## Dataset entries
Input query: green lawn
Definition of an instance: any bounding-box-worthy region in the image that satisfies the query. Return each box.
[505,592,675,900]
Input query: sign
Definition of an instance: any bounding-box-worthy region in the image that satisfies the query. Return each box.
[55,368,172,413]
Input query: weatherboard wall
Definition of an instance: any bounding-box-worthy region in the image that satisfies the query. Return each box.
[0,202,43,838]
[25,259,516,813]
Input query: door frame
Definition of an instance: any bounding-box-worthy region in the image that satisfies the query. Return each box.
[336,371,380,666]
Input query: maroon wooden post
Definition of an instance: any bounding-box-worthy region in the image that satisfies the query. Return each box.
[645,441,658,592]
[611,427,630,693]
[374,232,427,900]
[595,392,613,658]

## What the task asks
Exact copies of all the records are required.

## Exercise result
Input query: green lawn
Definition of an instance: any bounding-box-worthy region in the image that satisfies the query. Return each box.
[505,592,675,900]
Input query: sign
Definition of an instance: any bounding-box-worthy region in the image that satisfies the query. Return each box.
[55,368,172,413]
Input query: weatherboard wall
Definition of an instance: any bounding-box-worthy region in the image that satisfies the query. Return each box.
[0,202,43,838]
[25,259,516,813]
Input query: door frame
Definition of an instance: any bounding-box-worthy region in the image that satisfies the query. Return each box.
[336,371,380,666]
Input query: maroon wooden post
Definition of an instance: any bounding-box-worthy region in the image that satisfies the query. Return each box.
[645,441,658,592]
[611,427,630,693]
[374,232,427,900]
[595,392,613,658]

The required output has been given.